Records to use:
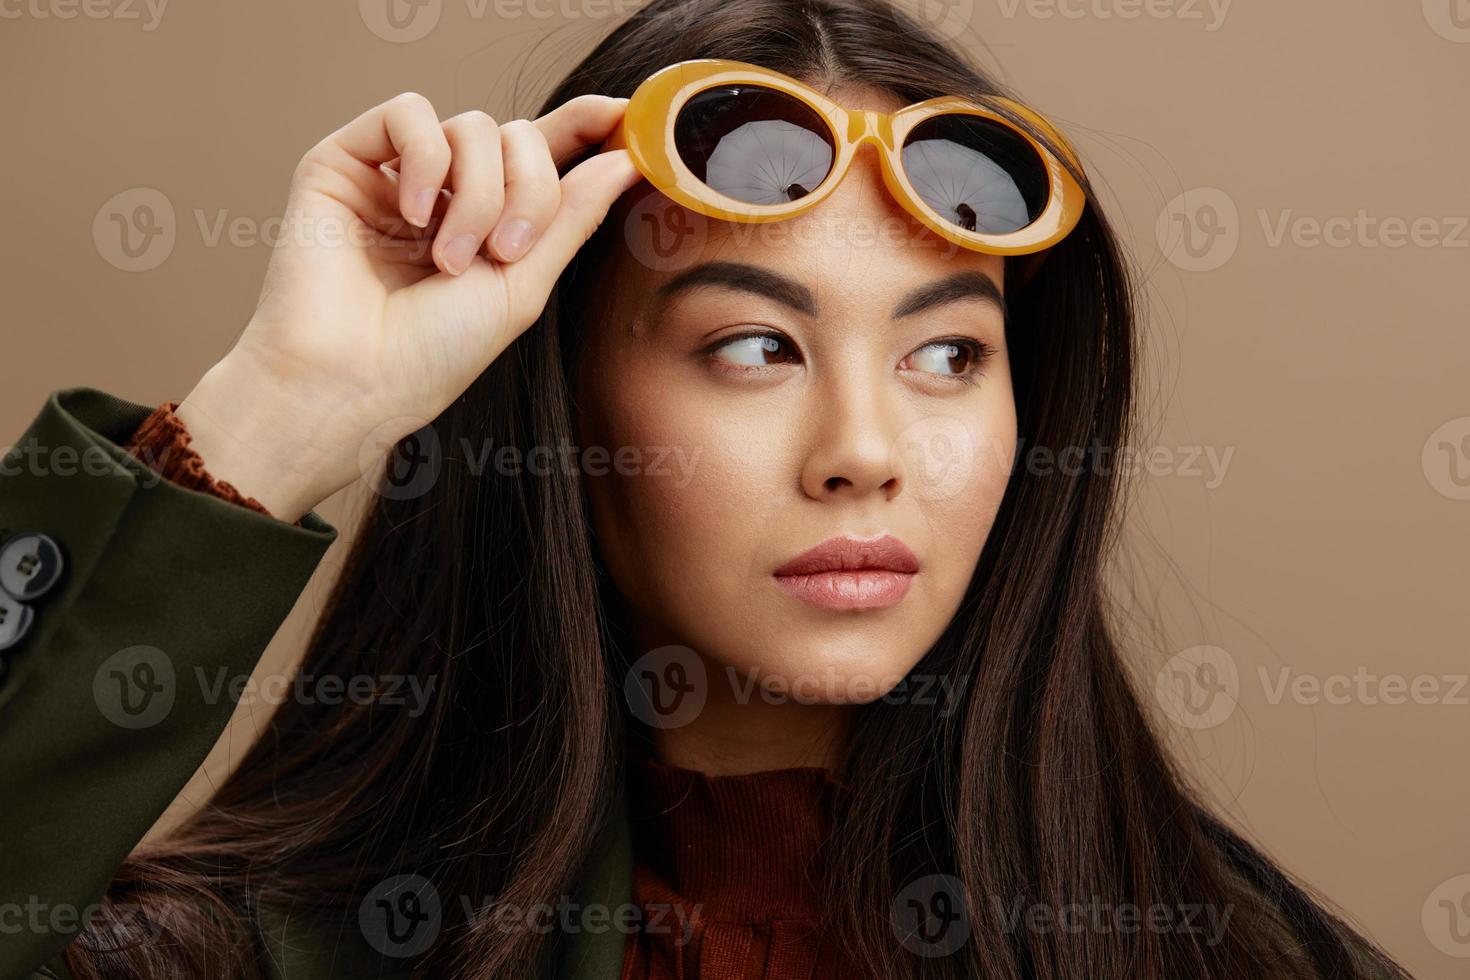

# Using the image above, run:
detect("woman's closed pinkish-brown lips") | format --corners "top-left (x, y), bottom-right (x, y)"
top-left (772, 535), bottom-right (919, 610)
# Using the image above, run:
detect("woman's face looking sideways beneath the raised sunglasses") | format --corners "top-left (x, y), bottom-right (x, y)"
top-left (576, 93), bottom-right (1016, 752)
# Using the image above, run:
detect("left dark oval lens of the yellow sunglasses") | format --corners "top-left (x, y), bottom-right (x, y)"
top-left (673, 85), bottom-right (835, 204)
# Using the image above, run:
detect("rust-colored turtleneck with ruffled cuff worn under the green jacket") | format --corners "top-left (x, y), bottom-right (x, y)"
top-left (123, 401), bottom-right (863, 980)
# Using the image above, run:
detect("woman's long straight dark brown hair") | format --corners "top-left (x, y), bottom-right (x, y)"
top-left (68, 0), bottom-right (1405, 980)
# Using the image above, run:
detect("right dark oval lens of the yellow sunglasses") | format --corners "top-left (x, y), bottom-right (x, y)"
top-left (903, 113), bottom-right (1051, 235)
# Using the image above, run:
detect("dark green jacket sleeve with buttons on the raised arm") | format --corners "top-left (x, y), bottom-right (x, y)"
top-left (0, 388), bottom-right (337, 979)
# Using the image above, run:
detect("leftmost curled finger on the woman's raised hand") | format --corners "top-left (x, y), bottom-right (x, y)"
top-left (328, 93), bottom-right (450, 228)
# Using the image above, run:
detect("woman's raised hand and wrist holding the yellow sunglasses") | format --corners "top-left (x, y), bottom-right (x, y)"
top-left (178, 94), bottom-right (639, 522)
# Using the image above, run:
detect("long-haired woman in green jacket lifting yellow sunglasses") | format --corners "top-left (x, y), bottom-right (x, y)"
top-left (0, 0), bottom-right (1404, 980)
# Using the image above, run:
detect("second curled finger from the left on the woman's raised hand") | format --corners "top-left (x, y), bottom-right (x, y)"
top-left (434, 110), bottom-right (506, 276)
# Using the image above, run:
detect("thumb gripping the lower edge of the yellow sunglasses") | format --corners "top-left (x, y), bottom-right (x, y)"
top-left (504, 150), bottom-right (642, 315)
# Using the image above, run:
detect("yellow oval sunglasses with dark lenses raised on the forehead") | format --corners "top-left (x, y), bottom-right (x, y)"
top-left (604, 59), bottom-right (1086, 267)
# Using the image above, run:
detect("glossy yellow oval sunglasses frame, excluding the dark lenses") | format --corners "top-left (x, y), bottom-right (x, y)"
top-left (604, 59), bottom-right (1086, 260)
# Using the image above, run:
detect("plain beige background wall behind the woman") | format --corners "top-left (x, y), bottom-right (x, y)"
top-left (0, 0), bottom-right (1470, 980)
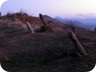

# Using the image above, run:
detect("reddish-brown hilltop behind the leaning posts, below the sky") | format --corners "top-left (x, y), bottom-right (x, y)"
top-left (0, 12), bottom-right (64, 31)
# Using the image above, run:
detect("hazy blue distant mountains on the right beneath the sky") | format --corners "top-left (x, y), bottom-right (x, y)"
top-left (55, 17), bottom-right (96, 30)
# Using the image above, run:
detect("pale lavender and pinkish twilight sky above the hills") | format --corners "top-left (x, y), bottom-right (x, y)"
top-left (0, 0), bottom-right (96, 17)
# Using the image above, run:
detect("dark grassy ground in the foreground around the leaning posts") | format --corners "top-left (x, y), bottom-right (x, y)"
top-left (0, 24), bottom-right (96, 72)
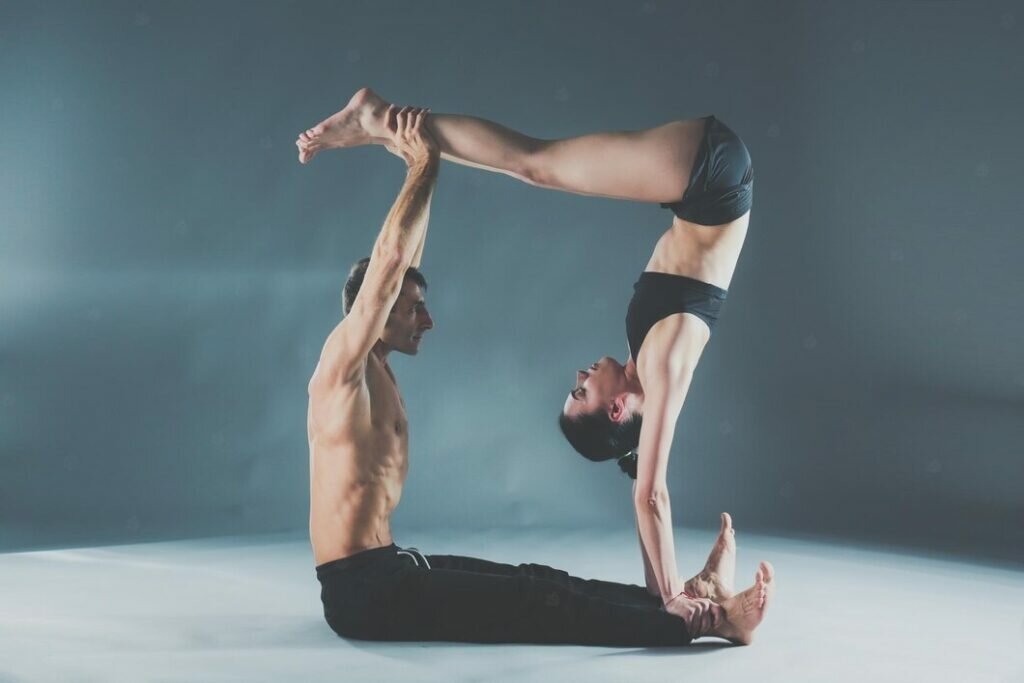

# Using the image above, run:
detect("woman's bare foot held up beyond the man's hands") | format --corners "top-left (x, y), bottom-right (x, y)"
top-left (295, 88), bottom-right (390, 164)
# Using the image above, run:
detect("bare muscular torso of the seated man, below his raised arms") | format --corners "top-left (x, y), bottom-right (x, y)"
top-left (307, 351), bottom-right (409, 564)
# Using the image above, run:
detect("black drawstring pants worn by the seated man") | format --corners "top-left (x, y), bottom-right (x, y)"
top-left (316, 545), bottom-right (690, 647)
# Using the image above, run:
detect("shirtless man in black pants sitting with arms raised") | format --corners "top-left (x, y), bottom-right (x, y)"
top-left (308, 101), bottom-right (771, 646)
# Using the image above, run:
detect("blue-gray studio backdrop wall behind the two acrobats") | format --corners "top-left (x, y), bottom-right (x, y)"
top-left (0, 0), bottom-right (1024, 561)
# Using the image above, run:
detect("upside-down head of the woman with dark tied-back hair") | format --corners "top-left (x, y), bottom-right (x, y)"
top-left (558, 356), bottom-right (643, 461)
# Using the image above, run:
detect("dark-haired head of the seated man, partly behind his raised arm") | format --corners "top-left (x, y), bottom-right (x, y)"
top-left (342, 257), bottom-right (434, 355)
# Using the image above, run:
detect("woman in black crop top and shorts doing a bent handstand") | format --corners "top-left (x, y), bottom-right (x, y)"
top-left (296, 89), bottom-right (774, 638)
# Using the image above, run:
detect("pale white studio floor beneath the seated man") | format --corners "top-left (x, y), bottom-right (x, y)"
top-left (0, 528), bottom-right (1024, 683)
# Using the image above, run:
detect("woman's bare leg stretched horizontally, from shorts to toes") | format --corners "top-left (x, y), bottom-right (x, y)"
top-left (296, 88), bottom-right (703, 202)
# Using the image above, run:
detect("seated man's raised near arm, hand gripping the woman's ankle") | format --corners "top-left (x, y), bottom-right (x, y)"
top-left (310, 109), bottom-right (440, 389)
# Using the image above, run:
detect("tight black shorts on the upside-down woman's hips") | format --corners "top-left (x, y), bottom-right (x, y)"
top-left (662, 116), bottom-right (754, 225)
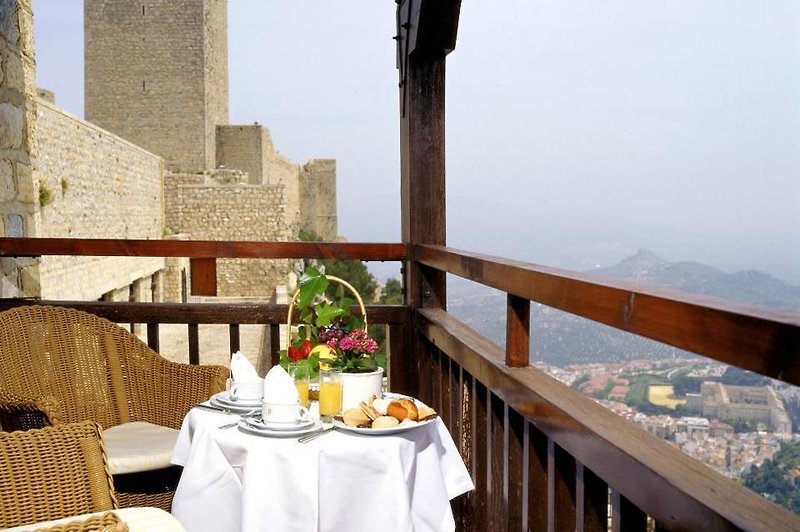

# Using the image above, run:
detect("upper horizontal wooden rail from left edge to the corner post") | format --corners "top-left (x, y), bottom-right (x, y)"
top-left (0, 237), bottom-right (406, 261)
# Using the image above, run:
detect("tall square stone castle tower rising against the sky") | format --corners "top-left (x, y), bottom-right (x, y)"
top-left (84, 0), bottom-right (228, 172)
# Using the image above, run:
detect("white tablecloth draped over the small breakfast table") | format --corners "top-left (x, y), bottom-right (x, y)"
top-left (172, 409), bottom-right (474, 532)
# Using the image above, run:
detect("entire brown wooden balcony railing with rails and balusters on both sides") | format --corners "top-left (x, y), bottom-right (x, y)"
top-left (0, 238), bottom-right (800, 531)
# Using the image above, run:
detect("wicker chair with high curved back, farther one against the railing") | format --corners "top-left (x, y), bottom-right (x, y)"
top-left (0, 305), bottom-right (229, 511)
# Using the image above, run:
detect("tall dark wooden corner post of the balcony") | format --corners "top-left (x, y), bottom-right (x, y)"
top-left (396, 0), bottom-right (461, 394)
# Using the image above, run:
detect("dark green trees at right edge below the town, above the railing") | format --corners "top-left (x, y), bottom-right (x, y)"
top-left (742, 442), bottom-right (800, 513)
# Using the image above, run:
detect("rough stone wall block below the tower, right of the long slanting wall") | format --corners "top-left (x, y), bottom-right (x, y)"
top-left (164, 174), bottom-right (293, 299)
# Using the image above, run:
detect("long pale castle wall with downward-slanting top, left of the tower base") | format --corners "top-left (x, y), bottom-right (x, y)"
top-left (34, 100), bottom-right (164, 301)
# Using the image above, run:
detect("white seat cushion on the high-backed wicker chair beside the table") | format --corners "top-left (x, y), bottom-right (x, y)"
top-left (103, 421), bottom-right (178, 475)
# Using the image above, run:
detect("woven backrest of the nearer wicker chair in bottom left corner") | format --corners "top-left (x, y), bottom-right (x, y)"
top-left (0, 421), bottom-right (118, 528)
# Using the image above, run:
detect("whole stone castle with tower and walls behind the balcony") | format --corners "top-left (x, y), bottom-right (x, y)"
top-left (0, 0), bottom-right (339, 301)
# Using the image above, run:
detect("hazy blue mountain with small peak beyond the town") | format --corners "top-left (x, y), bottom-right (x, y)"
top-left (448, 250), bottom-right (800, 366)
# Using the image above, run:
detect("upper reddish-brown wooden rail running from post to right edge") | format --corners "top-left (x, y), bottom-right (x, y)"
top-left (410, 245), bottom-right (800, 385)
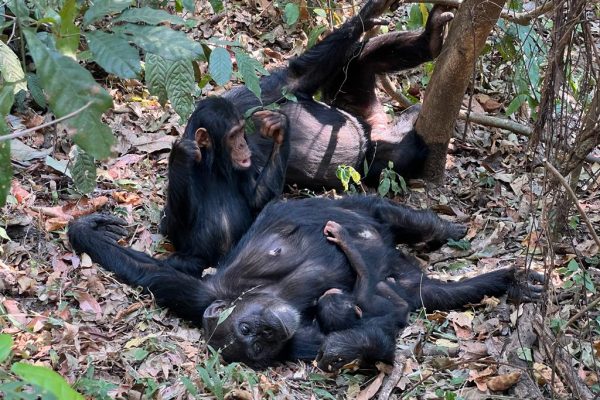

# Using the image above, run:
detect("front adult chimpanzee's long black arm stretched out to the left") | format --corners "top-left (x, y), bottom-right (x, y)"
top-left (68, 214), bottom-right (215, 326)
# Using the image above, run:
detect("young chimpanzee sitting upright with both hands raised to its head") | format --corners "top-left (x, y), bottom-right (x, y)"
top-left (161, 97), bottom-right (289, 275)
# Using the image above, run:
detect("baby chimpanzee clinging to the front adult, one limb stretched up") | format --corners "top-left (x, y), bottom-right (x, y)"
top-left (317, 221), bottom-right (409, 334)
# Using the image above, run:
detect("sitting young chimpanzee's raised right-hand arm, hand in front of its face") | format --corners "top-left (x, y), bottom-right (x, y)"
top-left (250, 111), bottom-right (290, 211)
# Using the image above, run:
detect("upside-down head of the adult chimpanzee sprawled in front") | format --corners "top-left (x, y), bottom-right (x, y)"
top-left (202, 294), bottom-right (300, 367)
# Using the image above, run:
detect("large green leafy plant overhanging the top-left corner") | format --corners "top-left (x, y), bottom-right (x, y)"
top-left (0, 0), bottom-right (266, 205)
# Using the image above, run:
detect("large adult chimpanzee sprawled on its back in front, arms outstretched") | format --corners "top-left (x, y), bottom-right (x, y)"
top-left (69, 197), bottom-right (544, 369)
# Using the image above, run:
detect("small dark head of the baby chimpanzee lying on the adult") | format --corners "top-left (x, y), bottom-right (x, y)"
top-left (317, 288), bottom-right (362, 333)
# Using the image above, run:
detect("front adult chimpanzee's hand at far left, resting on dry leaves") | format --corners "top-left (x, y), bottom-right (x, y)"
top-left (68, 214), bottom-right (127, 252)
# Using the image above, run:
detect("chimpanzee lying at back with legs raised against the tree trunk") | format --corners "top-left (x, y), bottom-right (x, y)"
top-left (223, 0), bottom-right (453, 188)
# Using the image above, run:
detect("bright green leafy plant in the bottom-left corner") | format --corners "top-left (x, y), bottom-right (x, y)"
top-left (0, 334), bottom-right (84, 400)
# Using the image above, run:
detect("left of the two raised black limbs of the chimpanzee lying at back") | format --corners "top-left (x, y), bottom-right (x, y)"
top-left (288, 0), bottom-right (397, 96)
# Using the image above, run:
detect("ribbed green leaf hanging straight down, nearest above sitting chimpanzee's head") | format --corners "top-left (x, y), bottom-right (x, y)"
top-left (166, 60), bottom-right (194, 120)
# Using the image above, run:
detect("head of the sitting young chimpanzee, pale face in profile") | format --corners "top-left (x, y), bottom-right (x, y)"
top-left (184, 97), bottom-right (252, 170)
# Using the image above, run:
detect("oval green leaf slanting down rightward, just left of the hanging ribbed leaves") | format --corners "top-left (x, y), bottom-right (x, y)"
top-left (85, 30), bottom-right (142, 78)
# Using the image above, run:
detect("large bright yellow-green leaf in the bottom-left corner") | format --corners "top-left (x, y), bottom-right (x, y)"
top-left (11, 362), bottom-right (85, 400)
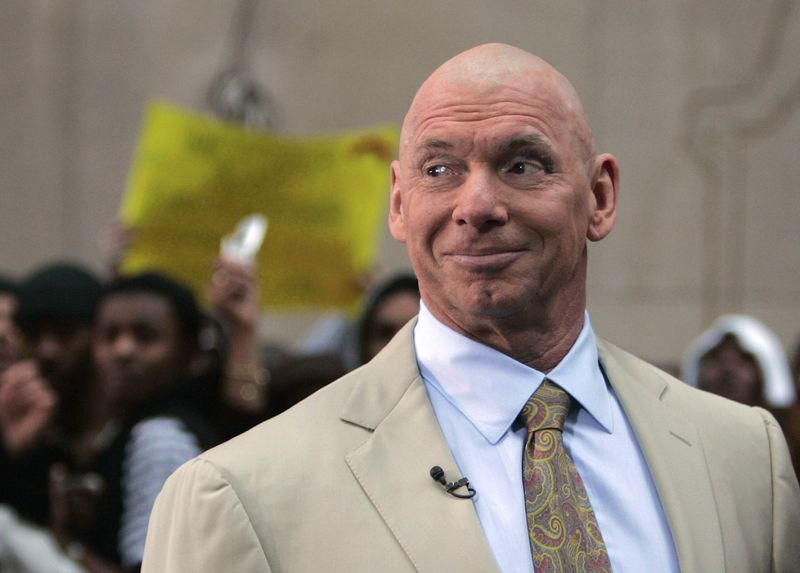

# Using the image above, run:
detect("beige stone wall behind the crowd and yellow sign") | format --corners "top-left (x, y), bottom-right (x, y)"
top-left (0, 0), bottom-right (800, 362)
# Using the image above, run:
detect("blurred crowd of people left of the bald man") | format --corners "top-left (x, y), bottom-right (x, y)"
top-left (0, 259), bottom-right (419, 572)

About this task: Please repeat, exactly as written, only the lines from the line with "bright yellow-green leaf" to the end of the data, leaving out every picture.

Result of this task:
detect("large bright yellow-green leaf in the bottom-left corner") | format --corners "top-left (x, y), bottom-right (x, y)"
top-left (11, 362), bottom-right (85, 400)

# Using the image above, run:
detect("beige stone wall behind the crowd and yellow sign") | format --corners "top-left (x, y), bottom-right (x, y)"
top-left (0, 0), bottom-right (800, 362)
# Using the image above, run:
detect("blurred crowd of people left of the bald man") | format --corners "top-left (x, y), bottom-right (x, y)"
top-left (0, 259), bottom-right (419, 572)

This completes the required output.